[Extracted records]

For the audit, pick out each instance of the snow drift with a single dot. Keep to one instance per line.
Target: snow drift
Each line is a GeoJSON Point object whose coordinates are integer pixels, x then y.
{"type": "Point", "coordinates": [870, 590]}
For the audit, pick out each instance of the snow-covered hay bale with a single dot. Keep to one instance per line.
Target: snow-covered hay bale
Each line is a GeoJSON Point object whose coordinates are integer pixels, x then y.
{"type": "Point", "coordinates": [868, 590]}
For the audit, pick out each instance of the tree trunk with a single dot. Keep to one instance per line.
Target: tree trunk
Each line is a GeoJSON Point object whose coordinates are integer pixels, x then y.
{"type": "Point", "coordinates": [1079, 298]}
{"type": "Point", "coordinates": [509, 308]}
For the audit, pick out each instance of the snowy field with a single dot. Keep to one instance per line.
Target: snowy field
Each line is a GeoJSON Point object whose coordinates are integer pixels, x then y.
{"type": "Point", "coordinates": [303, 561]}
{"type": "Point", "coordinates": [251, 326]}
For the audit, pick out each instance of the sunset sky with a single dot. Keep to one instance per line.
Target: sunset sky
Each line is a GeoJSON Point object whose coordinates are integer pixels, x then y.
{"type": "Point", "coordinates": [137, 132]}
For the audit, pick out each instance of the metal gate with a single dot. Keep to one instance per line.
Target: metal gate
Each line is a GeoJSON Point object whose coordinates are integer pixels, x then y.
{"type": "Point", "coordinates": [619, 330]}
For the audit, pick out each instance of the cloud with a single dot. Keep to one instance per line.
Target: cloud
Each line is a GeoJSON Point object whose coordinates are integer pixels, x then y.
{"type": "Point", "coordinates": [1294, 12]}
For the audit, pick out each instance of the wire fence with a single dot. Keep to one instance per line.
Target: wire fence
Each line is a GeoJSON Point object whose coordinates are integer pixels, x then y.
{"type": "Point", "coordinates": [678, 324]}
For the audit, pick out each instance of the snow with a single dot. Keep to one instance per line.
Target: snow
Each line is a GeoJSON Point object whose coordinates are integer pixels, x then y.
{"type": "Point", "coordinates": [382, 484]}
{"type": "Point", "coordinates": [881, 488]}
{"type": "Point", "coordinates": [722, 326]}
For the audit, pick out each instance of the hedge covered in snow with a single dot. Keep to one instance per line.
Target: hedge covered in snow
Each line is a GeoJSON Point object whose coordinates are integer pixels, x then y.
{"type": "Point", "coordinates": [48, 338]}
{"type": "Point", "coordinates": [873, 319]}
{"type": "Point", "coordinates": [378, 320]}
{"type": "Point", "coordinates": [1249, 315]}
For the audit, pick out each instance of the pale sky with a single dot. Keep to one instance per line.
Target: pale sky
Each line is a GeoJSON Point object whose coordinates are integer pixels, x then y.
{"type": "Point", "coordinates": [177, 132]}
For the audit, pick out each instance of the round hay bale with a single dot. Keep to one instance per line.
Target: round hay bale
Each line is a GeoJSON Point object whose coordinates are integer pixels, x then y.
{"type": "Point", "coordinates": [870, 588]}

→ **EXERCISE TASK**
Your task is to give the records above again, exactly.

→ **TASK SOLUTION**
For the audit, pick out each instance of the snow drift with a single dot. Keep to one instance per line.
Target: snow drift
Each line is a GeoJSON Point object whose coordinates are integer pixels, x then y.
{"type": "Point", "coordinates": [870, 590]}
For the audit, pick out each instance of the snow-covered hay bale with a single dot. Keep to one instance per line.
Target: snow-covered hay bale
Each line is a GeoJSON Point object whose coordinates are integer pixels, x then y.
{"type": "Point", "coordinates": [868, 590]}
For the audit, pick out each instance of the tree trunk with a single dot. Keep to one instance per line.
Target: tree trunk
Each line is a GeoJSON Point object whose coordinates are integer pixels, x then y.
{"type": "Point", "coordinates": [1079, 298]}
{"type": "Point", "coordinates": [509, 308]}
For the audit, pick out each instance of the snowy field with a single dot. Keep to one instance per line.
Target: snowy field
Each line is a GeoJSON Point object whose coordinates are integer pixels, x then y.
{"type": "Point", "coordinates": [303, 561]}
{"type": "Point", "coordinates": [251, 326]}
For the audit, pick out each instance of the sunset sky with a single dot. Keep to one instance per line.
Target: sunset sky
Each line is a GeoJSON Point object whose coordinates are integer pixels, x then y.
{"type": "Point", "coordinates": [137, 132]}
For the audit, pick out each instance of the metal gate with a single dot. Keep to one instance per line.
Target: metal gate
Each line is a GeoJSON Point object whose coordinates are integer pixels, x then y.
{"type": "Point", "coordinates": [619, 330]}
For the audit, pick out each instance of the cloud with a single dot. Keep to one instance per line.
Target: cloud
Each line is a GeoJSON Point object whose coordinates are integer pixels, x then y.
{"type": "Point", "coordinates": [1294, 12]}
For the audit, pick out each instance of the wire fence with a single dot. Keep to one instance per line.
Target: wire fence
Each line is a GeoJSON Point object whose coordinates are integer pixels, x then y.
{"type": "Point", "coordinates": [678, 324]}
For the audit, pick out each instance of the snow with a single dot. Keep to one instance per line.
Target: snow
Each line is a GeoJSON Point object whose coordinates are integer pixels, x then y.
{"type": "Point", "coordinates": [382, 484]}
{"type": "Point", "coordinates": [881, 488]}
{"type": "Point", "coordinates": [722, 326]}
For the audit, pick out each instance of the hedge covered in snow with a single dot. Keep to one instance per line.
Target: hedge covered in snow
Each line is a GeoJSON Point object whose coordinates are integer pixels, x then y.
{"type": "Point", "coordinates": [48, 338]}
{"type": "Point", "coordinates": [873, 319]}
{"type": "Point", "coordinates": [378, 320]}
{"type": "Point", "coordinates": [1249, 315]}
For the audit, pick out each instance of the pale sky with a single dot. Keep to one instance per line.
Target: pale sky
Each line is a GeoJSON Point object whose coordinates are integer pixels, x then y.
{"type": "Point", "coordinates": [177, 132]}
For the audit, pick out each instance of the round hay bale with a single dot. Keep to one instance per line.
Target: round hay bale
Each line is a GeoJSON Point object whose coordinates are integer pixels, x then y.
{"type": "Point", "coordinates": [870, 588]}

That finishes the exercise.